*Text*.
- Öffentliche Diskussionsveranstaltung mit BAMF und Land am kommenden Samstag ab 12.30 Uhr in Osnabrück
- Presseerklärung als pdf
Zur beschleunigten Bearbeitung von Asylverfahren richteten Bund und Land vor einem Jahr – wie in anderen Bundesländern auch – ein sogenanntes „Ankunftszentrum“ in Bad Fallingbostel ein. Das auf eine möglichst schnelle und ökonomische Abarbeitung von Asylanträgen ausgerichtete Verfahren in diesen Ankunftszentren hat dazu beigetragen, den Bearbeitungsrückstand beim BAMF zu reduzieren, stößt jedoch auch auf scharfe Kritik, weil geltende Verfahrensstandards nicht eingehalten werden und die Qualität der Bescheide des BAMF zu wünschen übrig lässt.
Die Einrichtung von zwei Ankunftszentren (ein zweites wird im November in Bramsche den Betrieb aufnehmen) führt zu einer Neuordnung des Erstaufnahmesystems in Niedersachsen. Auch nach fast einem Jahr besteht kein geregeltes Zusammenspiel von Ankunftszentrum und Erstaufnahmeeinrichtungen, das den Qualitätsstandards von Erstaufnahme und Asylverfahren genügt.

*Bereitgestellte Daten*.
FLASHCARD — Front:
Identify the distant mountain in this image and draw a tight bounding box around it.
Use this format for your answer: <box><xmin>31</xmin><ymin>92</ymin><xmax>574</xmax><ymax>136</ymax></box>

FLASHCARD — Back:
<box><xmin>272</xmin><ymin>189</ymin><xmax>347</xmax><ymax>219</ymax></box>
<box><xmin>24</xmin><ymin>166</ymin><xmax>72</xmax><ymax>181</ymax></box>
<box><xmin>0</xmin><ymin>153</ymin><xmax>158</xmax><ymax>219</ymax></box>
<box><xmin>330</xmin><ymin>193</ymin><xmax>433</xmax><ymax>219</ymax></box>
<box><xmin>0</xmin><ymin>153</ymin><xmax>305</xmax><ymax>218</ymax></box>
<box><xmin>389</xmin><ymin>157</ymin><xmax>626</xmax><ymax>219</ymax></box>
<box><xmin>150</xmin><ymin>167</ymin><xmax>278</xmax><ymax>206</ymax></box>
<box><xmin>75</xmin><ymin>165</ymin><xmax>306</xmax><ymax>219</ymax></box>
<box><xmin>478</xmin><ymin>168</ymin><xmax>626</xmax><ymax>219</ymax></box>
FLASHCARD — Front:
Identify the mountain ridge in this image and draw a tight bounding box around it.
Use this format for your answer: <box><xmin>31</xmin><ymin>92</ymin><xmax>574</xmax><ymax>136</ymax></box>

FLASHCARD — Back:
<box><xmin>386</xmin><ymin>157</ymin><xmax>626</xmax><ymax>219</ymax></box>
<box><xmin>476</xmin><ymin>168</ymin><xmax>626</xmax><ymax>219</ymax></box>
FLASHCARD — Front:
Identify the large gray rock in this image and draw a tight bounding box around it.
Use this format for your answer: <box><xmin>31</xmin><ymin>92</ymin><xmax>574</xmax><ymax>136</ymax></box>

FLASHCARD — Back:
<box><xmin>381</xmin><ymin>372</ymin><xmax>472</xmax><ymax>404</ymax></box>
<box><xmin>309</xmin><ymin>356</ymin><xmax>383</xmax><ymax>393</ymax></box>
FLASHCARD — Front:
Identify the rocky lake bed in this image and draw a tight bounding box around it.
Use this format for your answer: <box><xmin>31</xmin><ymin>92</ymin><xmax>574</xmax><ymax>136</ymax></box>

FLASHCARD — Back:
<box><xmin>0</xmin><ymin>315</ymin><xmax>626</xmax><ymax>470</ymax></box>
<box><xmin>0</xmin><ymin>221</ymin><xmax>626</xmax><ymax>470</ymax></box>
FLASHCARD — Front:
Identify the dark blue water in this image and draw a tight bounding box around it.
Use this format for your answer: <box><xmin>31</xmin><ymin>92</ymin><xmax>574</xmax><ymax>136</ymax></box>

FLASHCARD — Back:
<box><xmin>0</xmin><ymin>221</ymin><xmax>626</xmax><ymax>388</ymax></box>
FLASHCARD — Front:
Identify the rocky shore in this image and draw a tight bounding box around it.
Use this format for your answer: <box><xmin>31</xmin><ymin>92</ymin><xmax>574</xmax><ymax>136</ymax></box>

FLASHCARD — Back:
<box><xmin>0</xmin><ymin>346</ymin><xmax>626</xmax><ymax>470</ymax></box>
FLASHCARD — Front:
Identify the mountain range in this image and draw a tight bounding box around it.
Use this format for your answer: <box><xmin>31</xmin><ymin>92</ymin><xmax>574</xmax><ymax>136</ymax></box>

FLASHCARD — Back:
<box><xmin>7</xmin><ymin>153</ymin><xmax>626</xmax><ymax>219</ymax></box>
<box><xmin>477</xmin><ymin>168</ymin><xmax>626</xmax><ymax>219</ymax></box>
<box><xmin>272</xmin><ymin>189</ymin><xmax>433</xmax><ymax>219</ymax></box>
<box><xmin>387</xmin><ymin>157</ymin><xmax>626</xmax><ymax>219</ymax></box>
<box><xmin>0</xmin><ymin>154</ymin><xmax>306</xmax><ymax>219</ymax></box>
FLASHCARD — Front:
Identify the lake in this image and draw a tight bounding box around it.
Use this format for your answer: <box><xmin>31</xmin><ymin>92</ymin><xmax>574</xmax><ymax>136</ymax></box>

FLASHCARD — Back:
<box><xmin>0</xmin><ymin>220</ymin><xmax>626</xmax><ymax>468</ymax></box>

*Zu lösende Aufgaben*.
1. Fasse den Absatz im Text über die Ankunftszentren, der mit „Zur beschleunigten Bearbeitung von Asylverfahren“ beginnt, kürzer zusammen und behalte dabei die wesentlichen Fakten bei.
2. Gib den Abschnitt des Textes über die Ankunftszentren zwischen „Die Einrichtung von“ und „und Asylverfahren genügt.“ einschließlich wieder und tausche darin „Bramsche“ gegen „Osnabrück“ aus.
3. Führe bitte den Text über die Ankunftszentren in Niedersachsen nach seinem letzten Satz weiter.

*Endgültige Ergebnisse*.
1. Vor einem Jahr richteten Bund und Land, wie in anderen Bundesländern auch, in Bad Fallingbostel ein „Ankunftszentrum“ ein, um Asylverfahren zu beschleunigen. Das auf schnelle und ökonomische Abarbeitung von Asylanträgen ausgerichtete Verfahren hat den Bearbeitungsrückstand beim BAMF verringert. Es wird aber scharf kritisiert, weil geltende Verfahrensstandards nicht eingehalten werden und die Qualität der BAMF-Bescheide zu wünschen übrig lässt.

2.
Die Einrichtung von zwei Ankunftszentren (ein zweites wird im November in Osnabrück den Betrieb aufnehmen) führt zu einer Neuordnung des Erstaufnahmesystems in Niedersachsen. Auch nach fast einem Jahr besteht kein geregeltes Zusammenspiel von Ankunftszentrum und Erstaufnahmeeinrichtungen, das den Qualitätsstandards von Erstaufnahme und Asylverfahren genügt.

3.
Die unterzeichnenden Organisationen und Verbände, die sich in einem gemeinsamen, von der EU geförderten Projektnetzwerk „Aufnahmemanagement und Beratung für Asylsuchende in Niedersachsen (AMBA)“ zusammengeschlossen haben, fordern die Landesregierung und das BAMF auf, die offenkundige Unterschreitung der Mindeststandards im Ankunftszentrum Bad Fallingbostel nicht länger zuzulassen und für alle Asylsuchenden ein faires Asylverfahren zu gewährleisten.
Der Zeitraum der Erstaufnahme dient nicht nur der Registrierung und Anhörung der Asylsuchenden, sondern auch ihrer Erstorientierung und Beratung. Die Identifizierung besonders schutzbedürftiger Personen sowie die Einleitung erster Hilfsmaßnahmen sind entsprechend europäischem Recht vor Beginn des Asylverfahrens zu gewährleisten.
Mit dem Aufbau und der Nutzung des aktiven Truppenübungsgeländes Bad Fallingbostel wurden die Funktionen der Erstaufnahme weitgehend außer Kraft gesetzt. Zentrale Akteure wie ein Sozialdienst des Landes und eine unabhängige Asylverfahrensberatung stehen nicht zur Verfügung. Das beschleunigte Verfahren, welches schon wenige Tage nach Ankunft der Asylsuchenden deren Asylantragstellung und Anhörung vorsieht, lässt für ein „Ankommen“ und eine Orientierung der Geflüchteten auch konzeptionell keinen Platz.
Asylsuchende durchlaufen das Verfahren regelmässig ohne vorherige Orientierung und unabhängige Beratung, die Berücksichtigung der Belange vulnerabler Personen findet in geregelter Form nicht statt. Seit gut einem Jahr werden Asylsuchende überwiegend ohne vorherige Information und gezielte Anknüpfung an die regionalen Unterstützungssysteme auf die Kommunen verteilt.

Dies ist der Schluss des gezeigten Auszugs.